---------- Source extract ----------

Improved Model for Song Recommendation

The calling and using of the improved model is very similar to the simple model. We call a function that uses the improved model logic to recommend songs based on cosine similarity. The function takes in the same inputs as the simple model with one additional argument which is the feature vector to be used for cosine similarity comparison. See Supporting Functions for Song Recommendations section below for further information.

best_test_recs = []

i = 0
for pid, current_y, f_vector in zip(x_test.pid, y_pred_selected, x_test.iterrows()):
    current_playlist = sps.get_playlist_n(spotify_playlist[pid], feature = 'track_uri', n_playlist = pid)
    best_test_recs.append(recs.suggest_best_songs(f_vector[1].drop('pid'), N, current_y, current_playlist, pool_path))
    
    i += 1
    if i == stop:
        break
test_result_playlist = 4
y_pred_selected[test_result_playlist]
simple_test_recs[test_result_playlist]
best_test_recs[test_result_playlist]
songs = sps.get_playlist_n(spotify_playlist[test_result_playlist], 
                           feature = 'track_uri', n_playlist = test_result_playlist)
sp = sps.create_spotipy_obj()
tracks =  sp.tracks(songs[:50]) #limit printing original playlist to 50 for visual purposes

df_data = []
for i in tracks['tracks']:
    song_name = i['name']
    artist_name = i['artists'][0]['name']
    album_name = i['album']['name']
    song_uri = i['uri']
    df_data.append([song_name, artist_name, album_name, song_uri])

df = pd.DataFrame(df_data)
df.columns = ['song_name', 'artist_name', 'album_name', 'song_uri']
df

Supporting Functions for Song Recommendations

For purposes of ease of reading of this notebook, we pushed the song recommendation models into functions stored in a .py file called “recommend_song_set.py”. This not only simplifies the code, but it makes it easy to re-use these functions in case we want to further improve our models and/or genre classification. For example, if we decide to suggest 30% pop songs and 70% rock songs, these functions can be called twice in order to recommend these percentage of songs by genre. The functions are presented below.

----------

* Task objective: Print the improved song recommendation model text in full, with every line reproduced word for word. The records are not needed for this.

---------- Extracted material ----------

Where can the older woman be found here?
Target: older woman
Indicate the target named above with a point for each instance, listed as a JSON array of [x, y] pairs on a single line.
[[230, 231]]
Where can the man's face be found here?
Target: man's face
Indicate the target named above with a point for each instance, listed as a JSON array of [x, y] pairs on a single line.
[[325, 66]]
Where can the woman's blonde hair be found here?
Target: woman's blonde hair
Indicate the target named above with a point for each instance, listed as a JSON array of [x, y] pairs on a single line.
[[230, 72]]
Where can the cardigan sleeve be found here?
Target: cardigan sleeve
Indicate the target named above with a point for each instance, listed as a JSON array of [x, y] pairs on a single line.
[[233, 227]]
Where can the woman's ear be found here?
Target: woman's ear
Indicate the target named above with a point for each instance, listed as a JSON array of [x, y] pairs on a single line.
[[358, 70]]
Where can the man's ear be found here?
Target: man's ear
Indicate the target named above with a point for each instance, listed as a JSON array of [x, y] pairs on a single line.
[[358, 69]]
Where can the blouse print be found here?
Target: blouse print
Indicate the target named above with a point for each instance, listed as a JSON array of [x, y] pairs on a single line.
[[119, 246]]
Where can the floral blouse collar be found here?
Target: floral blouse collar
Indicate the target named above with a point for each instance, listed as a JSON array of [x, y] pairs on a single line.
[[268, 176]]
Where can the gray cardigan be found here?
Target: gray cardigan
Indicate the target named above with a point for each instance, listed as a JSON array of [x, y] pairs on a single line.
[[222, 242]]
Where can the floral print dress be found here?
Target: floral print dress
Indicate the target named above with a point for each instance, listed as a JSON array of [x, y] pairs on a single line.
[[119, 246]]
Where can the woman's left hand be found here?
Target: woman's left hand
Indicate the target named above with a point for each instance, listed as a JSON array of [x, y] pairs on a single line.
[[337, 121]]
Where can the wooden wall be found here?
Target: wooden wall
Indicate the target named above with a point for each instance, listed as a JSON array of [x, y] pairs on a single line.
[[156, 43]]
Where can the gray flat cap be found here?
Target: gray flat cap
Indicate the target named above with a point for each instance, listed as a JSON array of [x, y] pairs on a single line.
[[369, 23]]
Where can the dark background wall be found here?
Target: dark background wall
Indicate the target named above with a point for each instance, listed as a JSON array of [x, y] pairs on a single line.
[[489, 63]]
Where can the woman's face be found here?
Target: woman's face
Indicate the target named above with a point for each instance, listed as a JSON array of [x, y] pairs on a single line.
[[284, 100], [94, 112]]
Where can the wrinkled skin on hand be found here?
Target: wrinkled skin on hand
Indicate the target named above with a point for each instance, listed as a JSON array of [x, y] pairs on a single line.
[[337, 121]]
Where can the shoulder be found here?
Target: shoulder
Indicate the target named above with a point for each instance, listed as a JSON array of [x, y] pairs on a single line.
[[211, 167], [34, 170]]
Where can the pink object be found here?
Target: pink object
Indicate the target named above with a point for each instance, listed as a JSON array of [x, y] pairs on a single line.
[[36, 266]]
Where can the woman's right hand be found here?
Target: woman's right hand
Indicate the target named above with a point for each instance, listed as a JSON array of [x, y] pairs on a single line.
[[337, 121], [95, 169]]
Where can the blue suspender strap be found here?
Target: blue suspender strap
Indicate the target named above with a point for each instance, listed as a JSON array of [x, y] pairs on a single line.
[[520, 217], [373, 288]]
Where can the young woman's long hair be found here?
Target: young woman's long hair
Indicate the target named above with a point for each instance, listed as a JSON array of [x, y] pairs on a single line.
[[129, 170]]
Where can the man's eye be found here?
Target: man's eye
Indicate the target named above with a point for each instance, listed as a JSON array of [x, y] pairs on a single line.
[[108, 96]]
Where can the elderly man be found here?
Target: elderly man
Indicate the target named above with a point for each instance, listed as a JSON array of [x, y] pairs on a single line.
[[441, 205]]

----------

* Reply:
Improved Model for Song Recommendation

The calling and using of the improved model is very similar to the simple model. We call a function that uses the improved model logic to recommend songs based on cosine similarity. The function takes in the same inputs as the simple model with one additional argument which is the feature vector to be used for cosine similarity comparison. See Supporting Functions for Song Recommendations section below for further information.

best_test_recs = []

i = 0
for pid, current_y, f_vector in zip(x_test.pid, y_pred_selected, x_test.iterrows()):
    current_playlist = sps.get_playlist_n(spotify_playlist[pid], feature = 'track_uri', n_playlist = pid)
    best_test_recs.append(recs.suggest_best_songs(f_vector[1].drop('pid'), N, current_y, current_playlist, pool_path))
    
    i += 1
    if i == stop:
        break
test_result_playlist = 4
y_pred_selected[test_result_playlist]
simple_test_recs[test_result_playlist]
best_test_recs[test_result_playlist]
songs = sps.get_playlist_n(spotify_playlist[test_result_playlist], 
                           feature = 'track_uri', n_playlist = test_result_playlist)
sp = sps.create_spotipy_obj()
tracks =  sp.tracks(songs[:50]) #limit printing original playlist to 50 for visual purposes

df_data = []
for i in tracks['tracks']:
    song_name = i['name']
    artist_name = i['artists'][0]['name']
    album_name = i['album']['name']
    song_uri = i['uri']
    df_data.append([song_name, artist_name, album_name, song_uri])

df = pd.DataFrame(df_data)
df.columns = ['song_name', 'artist_name', 'album_name', 'song_uri']
df

Supporting Functions for Song Recommendations

For purposes of ease of reading of this notebook, we pushed the song recommendation models into functions stored in a .py file called “recommend_song_set.py”. This not only simplifies the code, but it makes it easy to re-use these functions in case we want to further improve our models and/or genre classification. For example, if we decide to suggest 30% pop songs and 70% rock songs, these functions can be called twice in order to recommend these percentage of songs by genre. The functions are presented below.